Reflections on science in the COVID-19 pandemic

During 2020, in an ironic reversal of the paradigmatic battle between airborne (miasma) and waterborne explanations for the spread of cholera in the nineteenth century, key advisory groups including the WHO, US Centers for Disease Control and Prevention, European Centre for Disease Control, and Public Health England all assumed that the dominant mode of transmission of SARS-CoV-2 was respiratory droplets. Just as in the 1850s, policymakers assumed the mode of transmission rather than seeking empirical demonstration of it. They dismissed claims from people who argued that the virus was—or could be—significantly spread through the air. And they ignored what philosophers of science might call ‘black swan’ evidence (i.e. real-world observations that cannot be explained by prevailing mental models) such as super-spreader events. The ill-fated performance of Bach’s St John Passion in Amsterdam’s Concertgebouw auditorium in March 2020, for example, soon after which 102 of 130 choir members developed symptoms of COVID-19 and four people died, simply cannot be explained by an exclusively droplet mode of transmission.

Droplets emitted in coughs and sneezes are relatively heavy and fall to the ground or onto surfaces quickly. A droplet mode of spread means that transmission of the virus will occur only when in close proximity to others—1 metre according to the WHO; 1.5 or 2 metres according to other bodies—and also via our hands (which are easily contaminated by droplets, for example when we touch our eyes, nose or mouth) and fomites (objects we may touch with contaminated hands, such as our mobile phones). ‘Contact and droplet mitigation strategies’ (preventive efforts built on droplet theory) include the physical distancing of shoppers in queues plus frequent and assiduous washing of hands and wiping-down of surfaces. Masks, according to the droplet hypothesis, need only be worn when physical distancing is impossible, and are viewed as a relatively minor component of the prevention package.

→ Instructions to follow: Write out the part of the passage on COVID-19 transmission from "Droplets emitted in" up to and including "the prevention package.".

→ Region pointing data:
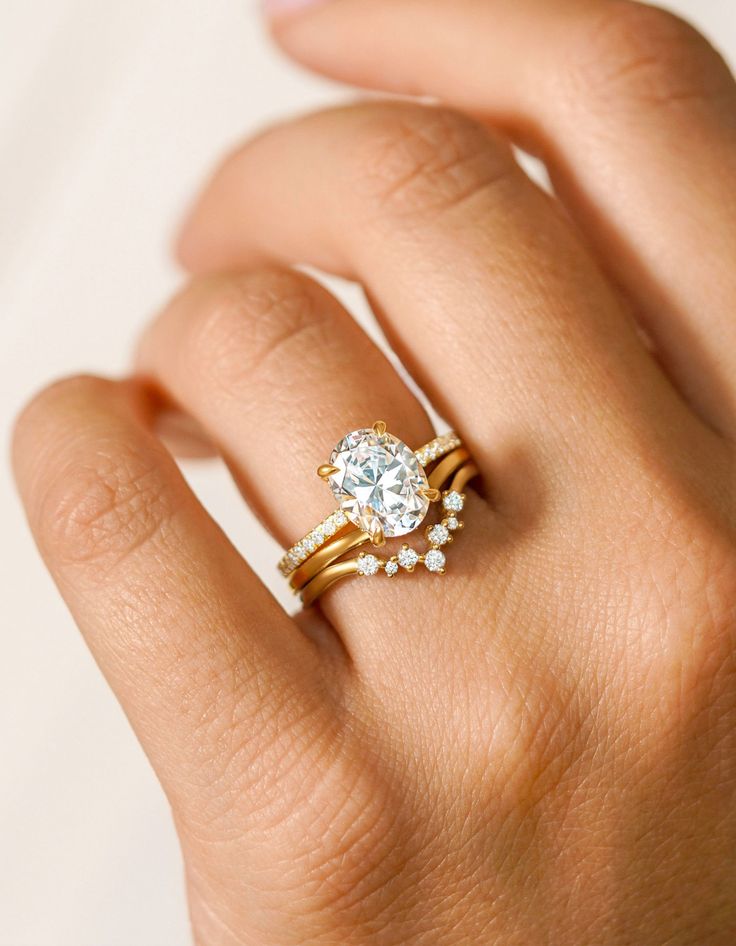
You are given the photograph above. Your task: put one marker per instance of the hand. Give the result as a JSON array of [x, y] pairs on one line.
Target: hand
[[540, 746]]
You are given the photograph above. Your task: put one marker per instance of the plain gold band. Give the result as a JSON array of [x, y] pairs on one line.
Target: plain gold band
[[341, 545], [326, 578]]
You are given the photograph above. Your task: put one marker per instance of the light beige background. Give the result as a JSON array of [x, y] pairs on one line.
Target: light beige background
[[110, 113]]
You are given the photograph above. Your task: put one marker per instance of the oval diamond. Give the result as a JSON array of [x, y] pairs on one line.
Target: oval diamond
[[379, 483]]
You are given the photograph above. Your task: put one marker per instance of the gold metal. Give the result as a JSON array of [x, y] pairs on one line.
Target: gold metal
[[340, 545], [327, 470], [326, 579], [434, 455], [447, 467], [328, 576], [463, 476]]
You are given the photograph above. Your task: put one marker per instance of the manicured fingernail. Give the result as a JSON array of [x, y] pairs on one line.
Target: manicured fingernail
[[284, 7]]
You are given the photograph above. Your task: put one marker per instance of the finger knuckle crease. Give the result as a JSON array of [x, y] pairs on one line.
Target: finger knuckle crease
[[100, 512], [424, 160], [645, 55]]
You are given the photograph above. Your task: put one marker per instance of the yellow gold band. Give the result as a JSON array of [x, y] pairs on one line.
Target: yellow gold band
[[331, 574], [353, 538]]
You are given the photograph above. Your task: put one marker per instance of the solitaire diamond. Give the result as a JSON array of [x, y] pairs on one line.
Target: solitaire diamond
[[408, 558], [379, 483], [434, 560], [453, 502], [439, 535], [368, 565]]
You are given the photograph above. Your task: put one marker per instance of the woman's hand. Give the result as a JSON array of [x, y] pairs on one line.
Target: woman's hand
[[539, 747]]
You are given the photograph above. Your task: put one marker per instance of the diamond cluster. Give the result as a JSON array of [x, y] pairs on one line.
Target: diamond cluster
[[379, 483], [434, 560], [299, 553], [334, 523]]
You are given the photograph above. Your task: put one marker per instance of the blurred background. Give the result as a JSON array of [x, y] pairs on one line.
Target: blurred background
[[110, 115]]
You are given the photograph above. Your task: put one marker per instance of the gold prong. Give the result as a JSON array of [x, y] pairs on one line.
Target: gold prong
[[327, 470], [376, 533]]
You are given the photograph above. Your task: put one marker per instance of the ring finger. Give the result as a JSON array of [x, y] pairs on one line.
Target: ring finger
[[276, 372]]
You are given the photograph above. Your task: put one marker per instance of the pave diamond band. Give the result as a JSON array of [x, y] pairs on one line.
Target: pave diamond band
[[369, 565], [385, 490], [337, 522]]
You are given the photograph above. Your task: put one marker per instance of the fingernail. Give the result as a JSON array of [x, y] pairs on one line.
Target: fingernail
[[279, 7]]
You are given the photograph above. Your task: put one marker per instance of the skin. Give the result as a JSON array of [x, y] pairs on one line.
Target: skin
[[539, 747]]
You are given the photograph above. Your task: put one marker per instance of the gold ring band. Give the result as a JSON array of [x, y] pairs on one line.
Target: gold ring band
[[333, 573], [347, 541], [336, 522]]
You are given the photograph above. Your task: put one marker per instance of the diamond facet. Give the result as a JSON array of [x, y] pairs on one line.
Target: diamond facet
[[379, 479], [434, 560], [408, 558]]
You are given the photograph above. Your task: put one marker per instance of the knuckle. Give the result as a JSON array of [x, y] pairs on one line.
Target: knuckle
[[415, 159], [101, 507], [646, 55], [250, 320]]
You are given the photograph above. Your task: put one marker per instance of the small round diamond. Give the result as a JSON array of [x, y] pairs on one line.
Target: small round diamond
[[439, 535], [408, 558], [368, 565], [434, 560], [453, 502]]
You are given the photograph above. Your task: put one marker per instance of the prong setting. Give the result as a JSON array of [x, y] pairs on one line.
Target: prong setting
[[327, 470]]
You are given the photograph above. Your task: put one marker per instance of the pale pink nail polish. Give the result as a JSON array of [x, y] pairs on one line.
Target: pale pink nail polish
[[279, 7]]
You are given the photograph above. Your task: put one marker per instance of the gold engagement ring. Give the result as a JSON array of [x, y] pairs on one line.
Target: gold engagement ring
[[384, 491]]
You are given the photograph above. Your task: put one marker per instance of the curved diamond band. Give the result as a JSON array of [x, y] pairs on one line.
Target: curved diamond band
[[385, 491], [337, 523]]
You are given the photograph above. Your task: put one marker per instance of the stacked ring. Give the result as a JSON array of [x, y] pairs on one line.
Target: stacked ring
[[384, 490]]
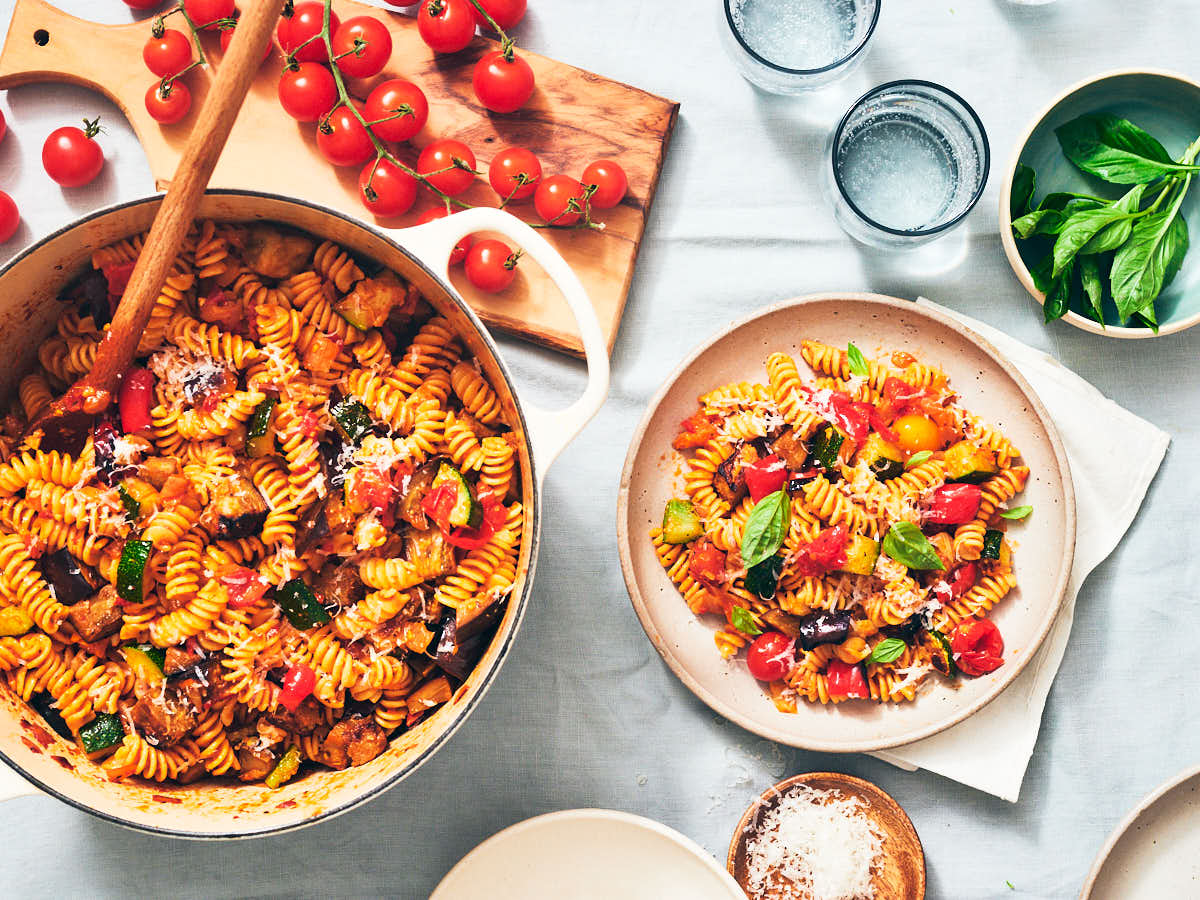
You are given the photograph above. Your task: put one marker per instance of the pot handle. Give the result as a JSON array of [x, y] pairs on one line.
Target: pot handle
[[550, 431]]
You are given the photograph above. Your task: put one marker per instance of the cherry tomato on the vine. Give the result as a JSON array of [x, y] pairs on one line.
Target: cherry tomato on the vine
[[444, 157], [70, 155], [397, 95], [462, 247], [169, 54], [369, 59], [307, 93], [447, 25], [553, 197], [395, 190], [515, 173], [204, 12], [502, 84], [491, 265], [10, 217], [610, 181], [306, 21], [347, 142], [169, 107]]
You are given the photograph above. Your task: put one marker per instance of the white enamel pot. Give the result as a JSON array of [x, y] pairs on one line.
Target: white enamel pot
[[37, 760]]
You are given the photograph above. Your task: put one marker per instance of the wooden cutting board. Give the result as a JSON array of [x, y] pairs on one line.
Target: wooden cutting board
[[575, 117]]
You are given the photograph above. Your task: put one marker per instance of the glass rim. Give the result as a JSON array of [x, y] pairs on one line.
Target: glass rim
[[983, 177], [841, 60]]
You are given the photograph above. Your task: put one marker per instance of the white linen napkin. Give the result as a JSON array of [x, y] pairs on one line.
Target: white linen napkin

→ Result of this exercise:
Droplets emitted in coughs and sneezes are relatively heavy and fall to the ground or onto surfaces quickly. A droplet mode of spread means that transmission of the virus will occur only when in close proximity to others—1 metre according to the WHO; 1.5 or 2 metres according to other bodies—and also via our hands (which are easily contaminated by droplets, for example when we touch our eyes, nose or mouth) and fomites (objects we may touch with contaminated hands, such as our mobile phones). ‘Contact and droplet mitigation strategies’ (preventive efforts built on droplet theory) include the physical distancing of shoppers in queues plus frequent and assiduous washing of hands and wiping-down of surfaces. Masks, according to the droplet hypothesis, need only be worn when physical distancing is impossible, and are viewed as a relatively minor component of the prevention package.